Love Lies Bleeding, a lurid 80s-set thriller premiering at Sundance, is the kind of eager, balls-to-the-wall midnight movie that hopes to keep you awake by cattle-prodding you with shocks, peppering formulaic neo-noir with enough Big Moments to curb any post-beer sleepiness. The raucous response it was met with over the weekend suggests that it might have done the trick for many, but such reliance can be exhausting rather than exhilarating. Without the attention-grabbing, X-rated theatrics, it’s ultimately just a film we’ve seen too many times before, struggling to justify why we’re seeing it again.
Director Rose Glass’s 2020 breakout, low-budget horror Saint Maud quickly developed an impassioned following, heralded as the arrival of a new genre visionary. I appreciated it more as proof of a first-time film-maker’s undeniable visual ability than anything else, gussying up an otherwise ho-hum retread of well-trodden territory.
Glass again proves herself to be a skilled mood-setter, her bigger, brasher follow-up transplanting her aesthetic from Scarborough to New Mexico, but her story-telling remains less punchy, partnering with Weronika Tofilska to tell a theoretically new, yet decidedly old, story.
We’re in familiar small-town crime territory. Tragic lovers sinking into a murk of violence, with the major distinguisher being their gender, two women giving a queer female spin to a subgenre usually dominated by men. But other than some eye-opening sex scenes, their sexuality and gender does very little to differentiate an age-old story, any original detail or observation buried in a mess of cliches.
Kristen Stewart, already having a rocky festival with misfiring sci-fi romance Love Me, plays withdrawn gym manager Lou, who is living a grimy, lonely life that receives a flash of neon when ambitious bodybuilder Jackie, played by Katy O’Brian, comes into town. The two fall fast, their own version of domestic bliss involving egg white omelettes, steroids and a lot of sex, but the curse of Lou’s family starts to creep its way in. Her sister (Jena Malone) is stuck in an abusive marriage with an odious womaniser (Dave Franco) who works for her equally vile criminal father (Ed Harris), and Lou and Jackie’s plan for the future starts to curdle as they get sucked into a squalid vortex of murder.

> Directions
In the Love Lies Bleeding review, rewrite the span from "We’re in familiar" up to and including "mess of cliches.", replacing "cliches" with "tropes".

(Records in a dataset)
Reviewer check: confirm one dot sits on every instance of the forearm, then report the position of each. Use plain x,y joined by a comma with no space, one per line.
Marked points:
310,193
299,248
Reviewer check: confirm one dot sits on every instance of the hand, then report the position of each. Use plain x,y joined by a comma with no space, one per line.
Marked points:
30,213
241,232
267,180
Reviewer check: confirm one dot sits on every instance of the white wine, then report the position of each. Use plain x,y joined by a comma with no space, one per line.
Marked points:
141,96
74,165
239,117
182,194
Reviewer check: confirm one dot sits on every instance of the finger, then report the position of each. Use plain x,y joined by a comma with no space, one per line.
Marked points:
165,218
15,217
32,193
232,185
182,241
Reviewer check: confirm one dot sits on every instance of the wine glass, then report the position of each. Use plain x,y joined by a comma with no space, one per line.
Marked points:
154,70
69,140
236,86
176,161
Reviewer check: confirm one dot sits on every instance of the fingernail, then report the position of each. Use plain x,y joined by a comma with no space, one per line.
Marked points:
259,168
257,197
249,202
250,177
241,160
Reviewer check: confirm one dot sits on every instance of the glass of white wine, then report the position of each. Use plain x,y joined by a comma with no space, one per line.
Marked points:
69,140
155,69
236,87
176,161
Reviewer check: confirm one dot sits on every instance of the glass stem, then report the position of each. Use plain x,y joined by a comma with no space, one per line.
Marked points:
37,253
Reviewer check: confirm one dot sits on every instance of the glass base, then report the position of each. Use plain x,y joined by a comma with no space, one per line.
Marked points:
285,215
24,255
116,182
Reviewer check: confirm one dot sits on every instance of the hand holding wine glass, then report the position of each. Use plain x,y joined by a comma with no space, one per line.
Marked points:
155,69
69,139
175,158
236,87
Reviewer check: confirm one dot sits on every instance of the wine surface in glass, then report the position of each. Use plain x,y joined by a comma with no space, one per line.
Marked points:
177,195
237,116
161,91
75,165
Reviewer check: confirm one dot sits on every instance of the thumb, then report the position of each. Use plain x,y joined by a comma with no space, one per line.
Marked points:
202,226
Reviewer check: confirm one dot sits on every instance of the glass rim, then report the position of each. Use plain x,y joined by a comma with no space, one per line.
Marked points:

> Answer to the problem
We’re in familiar small-town crime territory. Tragic lovers sinking into a murk of violence, with the major distinguisher being their gender, two women giving a queer female spin to a subgenre usually dominated by men. But other than some eye-opening sex scenes, their sexuality and gender does very little to differentiate an age-old story, any original detail or observation buried in a mess of tropes.